- Task instructions -
Pull out every line of the data below that contains the string "railing". Case counts, so match the capitalization precisely.

- Supplied data -

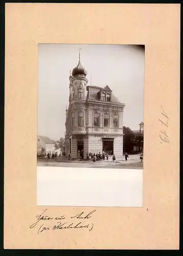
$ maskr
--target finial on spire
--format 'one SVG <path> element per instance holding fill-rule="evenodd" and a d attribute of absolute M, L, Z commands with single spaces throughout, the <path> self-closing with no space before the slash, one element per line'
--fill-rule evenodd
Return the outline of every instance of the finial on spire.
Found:
<path fill-rule="evenodd" d="M 79 61 L 80 61 L 80 50 L 82 49 L 82 47 L 79 49 Z"/>

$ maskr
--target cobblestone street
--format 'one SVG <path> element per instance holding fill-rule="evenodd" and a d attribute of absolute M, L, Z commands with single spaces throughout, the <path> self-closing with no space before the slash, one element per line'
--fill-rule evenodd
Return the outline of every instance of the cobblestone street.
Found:
<path fill-rule="evenodd" d="M 78 160 L 69 161 L 64 157 L 61 158 L 60 161 L 57 161 L 56 159 L 48 159 L 47 158 L 37 160 L 38 166 L 57 166 L 71 167 L 83 168 L 118 168 L 123 169 L 142 169 L 143 163 L 140 162 L 139 155 L 129 156 L 129 160 L 125 161 L 124 158 L 117 159 L 113 162 L 111 159 L 108 161 L 106 160 L 99 162 L 81 161 Z"/>

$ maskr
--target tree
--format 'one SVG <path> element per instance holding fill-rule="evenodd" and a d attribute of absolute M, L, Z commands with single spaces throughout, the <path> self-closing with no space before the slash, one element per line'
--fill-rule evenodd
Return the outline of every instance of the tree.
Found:
<path fill-rule="evenodd" d="M 131 136 L 130 142 L 133 145 L 139 146 L 142 150 L 144 147 L 144 134 L 134 134 Z"/>
<path fill-rule="evenodd" d="M 65 139 L 64 138 L 61 137 L 60 138 L 59 142 L 59 144 L 60 147 L 62 146 L 65 146 Z"/>

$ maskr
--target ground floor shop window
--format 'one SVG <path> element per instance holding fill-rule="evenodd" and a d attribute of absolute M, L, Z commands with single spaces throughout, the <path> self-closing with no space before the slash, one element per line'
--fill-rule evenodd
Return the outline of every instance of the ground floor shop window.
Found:
<path fill-rule="evenodd" d="M 102 142 L 102 152 L 108 154 L 113 154 L 113 140 L 103 140 Z"/>
<path fill-rule="evenodd" d="M 78 141 L 77 158 L 83 158 L 84 142 Z"/>

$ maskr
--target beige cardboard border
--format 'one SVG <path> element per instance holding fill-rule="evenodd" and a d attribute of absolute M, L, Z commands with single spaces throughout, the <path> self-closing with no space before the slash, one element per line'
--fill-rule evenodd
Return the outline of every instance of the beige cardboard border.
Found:
<path fill-rule="evenodd" d="M 178 4 L 6 5 L 5 248 L 178 248 L 179 40 Z M 36 206 L 38 43 L 146 46 L 144 207 L 97 208 L 90 232 L 29 228 L 44 209 Z"/>

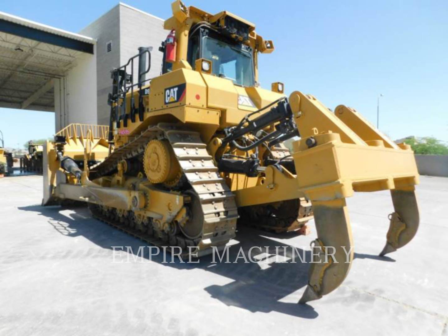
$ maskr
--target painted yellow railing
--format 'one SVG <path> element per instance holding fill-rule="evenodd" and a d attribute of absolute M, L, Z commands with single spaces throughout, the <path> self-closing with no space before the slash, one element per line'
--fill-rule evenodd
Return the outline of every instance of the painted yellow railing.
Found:
<path fill-rule="evenodd" d="M 86 138 L 89 131 L 94 139 L 106 139 L 109 133 L 109 126 L 104 125 L 89 125 L 85 124 L 70 124 L 61 129 L 56 135 L 63 135 L 66 138 Z"/>

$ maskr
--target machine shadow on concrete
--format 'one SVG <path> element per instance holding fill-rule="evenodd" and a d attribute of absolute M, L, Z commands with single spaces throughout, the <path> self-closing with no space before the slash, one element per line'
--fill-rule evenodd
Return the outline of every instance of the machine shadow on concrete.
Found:
<path fill-rule="evenodd" d="M 19 209 L 39 212 L 47 217 L 48 223 L 61 234 L 70 237 L 82 236 L 104 249 L 112 250 L 112 246 L 130 246 L 132 253 L 136 257 L 139 247 L 147 245 L 139 239 L 92 218 L 85 207 L 69 209 L 59 206 L 43 207 L 36 205 Z M 74 213 L 67 216 L 61 213 L 64 210 Z M 305 260 L 309 262 L 311 260 L 310 251 L 296 248 L 297 263 L 280 262 L 285 260 L 291 261 L 288 259 L 292 257 L 292 246 L 270 239 L 267 233 L 245 226 L 240 226 L 235 238 L 238 241 L 229 248 L 229 263 L 224 263 L 225 258 L 223 262 L 220 263 L 217 255 L 217 263 L 211 263 L 213 259 L 211 255 L 202 257 L 199 263 L 181 263 L 177 256 L 173 258 L 174 262 L 169 262 L 172 261 L 170 255 L 166 258 L 166 261 L 168 262 L 164 263 L 161 253 L 152 256 L 151 260 L 178 269 L 202 269 L 233 279 L 233 282 L 223 286 L 212 285 L 204 289 L 212 297 L 228 306 L 254 313 L 277 311 L 304 319 L 317 317 L 319 314 L 310 306 L 297 303 L 300 297 L 298 294 L 294 295 L 295 297 L 297 297 L 297 301 L 294 298 L 293 302 L 279 301 L 307 284 L 309 265 L 302 263 L 297 254 L 300 254 L 302 258 L 304 256 Z M 264 263 L 262 261 L 263 266 L 258 263 L 245 263 L 242 258 L 237 259 L 237 263 L 233 262 L 237 259 L 240 247 L 248 258 L 249 249 L 253 246 L 262 247 L 263 253 L 266 252 L 267 247 L 269 254 L 264 253 L 264 256 L 261 257 L 262 259 L 265 258 Z M 276 253 L 276 246 L 277 246 L 282 247 Z M 283 248 L 284 246 L 287 247 L 286 254 Z M 254 259 L 260 260 L 255 256 L 262 254 L 259 249 L 254 249 L 251 255 Z M 278 254 L 276 258 L 279 261 L 277 263 L 275 262 L 276 254 Z M 112 258 L 112 254 L 111 255 Z M 144 249 L 143 256 L 147 259 L 150 258 L 148 249 Z"/>

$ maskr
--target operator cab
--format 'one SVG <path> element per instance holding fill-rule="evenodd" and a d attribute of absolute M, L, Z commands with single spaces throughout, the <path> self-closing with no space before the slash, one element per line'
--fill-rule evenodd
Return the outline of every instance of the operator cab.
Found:
<path fill-rule="evenodd" d="M 249 46 L 228 38 L 211 26 L 199 24 L 189 37 L 187 60 L 194 69 L 196 60 L 211 62 L 211 73 L 242 86 L 255 82 L 253 51 Z"/>
<path fill-rule="evenodd" d="M 220 26 L 219 22 L 200 22 L 191 27 L 187 60 L 194 70 L 197 60 L 207 60 L 211 64 L 212 75 L 230 80 L 236 85 L 253 86 L 255 82 L 254 50 L 245 43 L 249 37 L 249 26 L 231 17 L 225 18 L 225 29 Z M 164 53 L 163 73 L 170 72 L 172 68 L 172 63 L 167 61 L 170 36 L 159 49 Z"/>

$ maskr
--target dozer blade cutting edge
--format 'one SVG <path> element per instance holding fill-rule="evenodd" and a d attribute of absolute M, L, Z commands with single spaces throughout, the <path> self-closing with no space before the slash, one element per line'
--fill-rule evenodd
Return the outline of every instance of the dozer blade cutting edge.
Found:
<path fill-rule="evenodd" d="M 354 191 L 391 190 L 395 212 L 389 215 L 380 254 L 384 255 L 407 244 L 417 232 L 418 175 L 410 147 L 390 141 L 355 110 L 340 105 L 333 114 L 313 96 L 297 91 L 289 103 L 302 136 L 293 143 L 297 181 L 311 201 L 314 244 L 320 248 L 313 254 L 299 301 L 304 303 L 337 288 L 350 269 L 353 244 L 345 198 Z"/>

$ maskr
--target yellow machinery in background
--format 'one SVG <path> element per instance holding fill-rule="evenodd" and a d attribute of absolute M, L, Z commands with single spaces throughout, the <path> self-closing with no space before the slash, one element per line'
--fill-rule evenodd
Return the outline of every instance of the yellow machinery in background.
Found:
<path fill-rule="evenodd" d="M 314 214 L 321 248 L 302 302 L 330 293 L 349 271 L 345 198 L 354 192 L 390 190 L 395 211 L 381 255 L 412 239 L 418 176 L 409 146 L 354 109 L 333 113 L 298 91 L 287 98 L 281 83 L 261 88 L 258 55 L 274 45 L 250 22 L 180 1 L 172 8 L 162 74 L 146 79 L 151 50 L 139 48 L 112 72 L 109 127 L 70 125 L 44 146 L 44 205 L 86 202 L 102 220 L 195 255 L 223 248 L 238 218 L 281 232 Z M 290 153 L 283 142 L 296 136 Z M 321 262 L 331 252 L 337 262 Z"/>
<path fill-rule="evenodd" d="M 13 166 L 14 163 L 13 153 L 6 151 L 4 150 L 4 142 L 3 141 L 3 134 L 1 133 L 2 138 L 1 146 L 0 146 L 0 175 L 8 176 L 13 173 Z"/>
<path fill-rule="evenodd" d="M 21 171 L 37 172 L 42 174 L 42 160 L 43 146 L 37 145 L 30 141 L 28 144 L 28 154 L 20 159 Z"/>

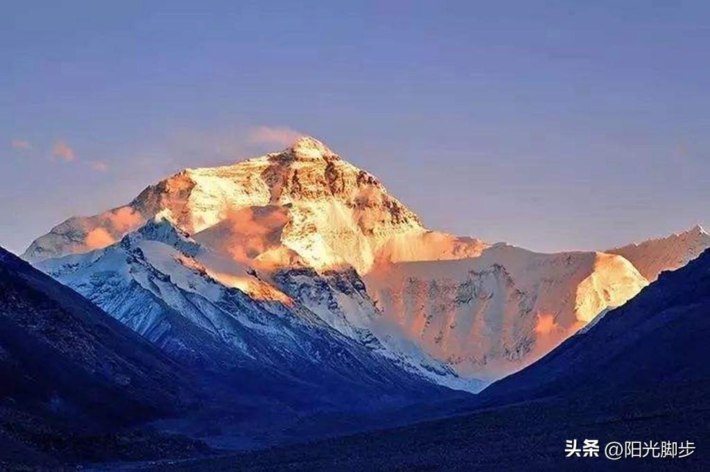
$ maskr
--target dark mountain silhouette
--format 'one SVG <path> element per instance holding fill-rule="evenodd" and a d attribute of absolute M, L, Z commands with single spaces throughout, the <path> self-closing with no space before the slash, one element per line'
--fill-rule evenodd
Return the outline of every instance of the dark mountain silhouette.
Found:
<path fill-rule="evenodd" d="M 710 250 L 490 386 L 465 414 L 155 468 L 706 471 L 709 339 Z M 575 439 L 599 439 L 601 456 L 566 458 L 565 441 Z M 612 441 L 690 441 L 695 451 L 610 461 L 603 448 Z"/>

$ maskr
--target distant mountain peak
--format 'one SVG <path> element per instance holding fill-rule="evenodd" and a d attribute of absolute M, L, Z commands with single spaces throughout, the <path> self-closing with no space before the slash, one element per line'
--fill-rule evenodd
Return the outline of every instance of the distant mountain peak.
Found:
<path fill-rule="evenodd" d="M 703 236 L 703 235 L 706 236 L 708 234 L 708 232 L 705 231 L 705 229 L 703 228 L 702 225 L 701 225 L 699 223 L 698 223 L 694 226 L 688 230 L 687 232 L 692 234 L 697 234 L 698 236 Z"/>
<path fill-rule="evenodd" d="M 312 136 L 301 136 L 288 147 L 288 150 L 302 157 L 322 158 L 336 155 L 330 148 Z"/>

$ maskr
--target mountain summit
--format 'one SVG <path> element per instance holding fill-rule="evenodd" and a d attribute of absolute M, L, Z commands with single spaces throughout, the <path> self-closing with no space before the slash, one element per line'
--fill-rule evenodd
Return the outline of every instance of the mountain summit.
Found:
<path fill-rule="evenodd" d="M 84 283 L 99 275 L 94 261 L 106 260 L 100 250 L 151 221 L 143 233 L 160 236 L 170 228 L 155 225 L 169 221 L 181 244 L 200 248 L 196 261 L 180 248 L 190 257 L 164 266 L 174 285 L 187 263 L 255 300 L 307 310 L 447 385 L 452 368 L 494 379 L 524 367 L 648 284 L 623 253 L 541 254 L 428 229 L 374 175 L 307 136 L 231 165 L 185 169 L 127 205 L 64 221 L 23 257 L 102 297 L 110 287 Z M 157 247 L 142 246 L 146 260 L 159 260 L 148 253 Z M 67 260 L 47 260 L 91 251 L 70 276 Z M 115 300 L 99 305 L 125 317 Z"/>

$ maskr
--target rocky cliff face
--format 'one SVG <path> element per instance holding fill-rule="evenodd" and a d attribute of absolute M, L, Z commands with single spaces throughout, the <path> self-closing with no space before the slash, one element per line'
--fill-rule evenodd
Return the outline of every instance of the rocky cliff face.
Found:
<path fill-rule="evenodd" d="M 633 264 L 650 282 L 663 270 L 675 270 L 710 248 L 710 235 L 697 225 L 688 231 L 665 238 L 609 249 L 606 252 L 623 256 Z"/>
<path fill-rule="evenodd" d="M 647 284 L 620 256 L 506 245 L 474 258 L 393 264 L 366 280 L 406 336 L 460 373 L 484 378 L 530 363 Z"/>
<path fill-rule="evenodd" d="M 185 170 L 125 207 L 65 221 L 24 257 L 100 249 L 155 218 L 207 250 L 198 262 L 222 286 L 308 310 L 425 373 L 509 373 L 647 283 L 621 256 L 538 254 L 427 229 L 374 176 L 312 138 Z M 684 260 L 654 246 L 660 265 L 647 269 L 648 257 L 621 249 L 650 275 Z"/>

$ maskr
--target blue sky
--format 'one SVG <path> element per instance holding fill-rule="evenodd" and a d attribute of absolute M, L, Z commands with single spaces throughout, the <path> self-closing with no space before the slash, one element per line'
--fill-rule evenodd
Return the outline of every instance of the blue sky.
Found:
<path fill-rule="evenodd" d="M 601 249 L 710 222 L 706 2 L 28 3 L 0 20 L 12 251 L 288 130 L 488 241 Z"/>

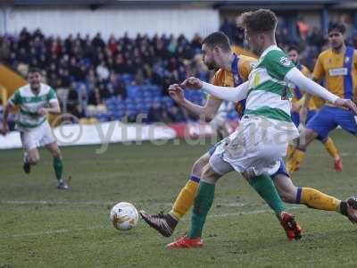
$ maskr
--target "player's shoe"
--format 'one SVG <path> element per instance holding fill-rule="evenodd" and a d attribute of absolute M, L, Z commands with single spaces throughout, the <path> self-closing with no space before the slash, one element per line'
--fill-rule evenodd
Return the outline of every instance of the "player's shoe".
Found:
<path fill-rule="evenodd" d="M 26 174 L 29 174 L 31 172 L 31 165 L 29 164 L 29 162 L 24 162 L 23 165 L 22 165 L 22 169 Z"/>
<path fill-rule="evenodd" d="M 341 214 L 345 215 L 353 223 L 357 223 L 357 197 L 352 197 L 340 205 Z"/>
<path fill-rule="evenodd" d="M 158 214 L 151 215 L 145 213 L 144 210 L 139 212 L 144 221 L 150 225 L 150 227 L 155 229 L 164 237 L 170 237 L 178 225 L 178 221 L 174 219 L 170 214 L 164 214 L 162 212 Z"/>
<path fill-rule="evenodd" d="M 203 240 L 201 238 L 189 239 L 186 235 L 178 238 L 176 241 L 167 244 L 166 248 L 202 248 Z"/>
<path fill-rule="evenodd" d="M 286 232 L 286 236 L 289 240 L 298 240 L 302 238 L 303 230 L 300 225 L 294 219 L 293 215 L 286 212 L 282 212 L 278 218 L 280 221 L 281 226 L 283 226 L 285 231 Z"/>
<path fill-rule="evenodd" d="M 57 188 L 58 189 L 69 189 L 70 187 L 68 186 L 67 182 L 64 181 L 64 180 L 58 180 Z"/>
<path fill-rule="evenodd" d="M 342 159 L 335 160 L 335 172 L 341 172 L 344 169 Z"/>

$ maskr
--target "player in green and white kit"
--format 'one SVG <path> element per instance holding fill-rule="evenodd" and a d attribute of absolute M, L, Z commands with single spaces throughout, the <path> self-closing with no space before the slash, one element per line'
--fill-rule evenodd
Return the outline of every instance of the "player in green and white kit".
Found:
<path fill-rule="evenodd" d="M 41 83 L 39 70 L 30 69 L 28 80 L 29 84 L 17 89 L 9 98 L 8 105 L 4 110 L 3 133 L 9 131 L 7 118 L 10 110 L 19 105 L 16 128 L 21 133 L 24 149 L 24 172 L 29 173 L 31 165 L 38 163 L 37 147 L 46 147 L 54 157 L 57 188 L 68 189 L 69 187 L 62 178 L 63 164 L 61 150 L 46 119 L 48 113 L 61 113 L 56 94 L 51 87 Z"/>
<path fill-rule="evenodd" d="M 357 113 L 357 107 L 351 100 L 338 98 L 306 78 L 277 46 L 275 29 L 278 21 L 271 11 L 245 13 L 242 19 L 249 45 L 261 55 L 249 80 L 237 88 L 223 88 L 189 78 L 176 86 L 179 89 L 203 89 L 220 99 L 235 103 L 246 99 L 246 103 L 239 127 L 217 147 L 209 164 L 203 168 L 189 232 L 169 244 L 170 248 L 203 247 L 201 235 L 213 201 L 215 184 L 232 171 L 240 172 L 258 193 L 265 192 L 264 200 L 276 213 L 287 237 L 299 239 L 301 230 L 294 218 L 285 213 L 281 199 L 271 190 L 271 180 L 268 175 L 278 171 L 278 160 L 286 155 L 288 142 L 299 136 L 291 121 L 287 84 L 293 83 L 310 94 Z M 284 224 L 286 222 L 287 226 Z"/>

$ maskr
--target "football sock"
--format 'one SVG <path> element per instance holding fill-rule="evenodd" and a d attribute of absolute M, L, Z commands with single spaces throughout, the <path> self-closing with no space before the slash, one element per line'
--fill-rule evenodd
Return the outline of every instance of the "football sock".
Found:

- Response below -
--target painted yellow railing
Return the outline of every instance of the painted yellow railing.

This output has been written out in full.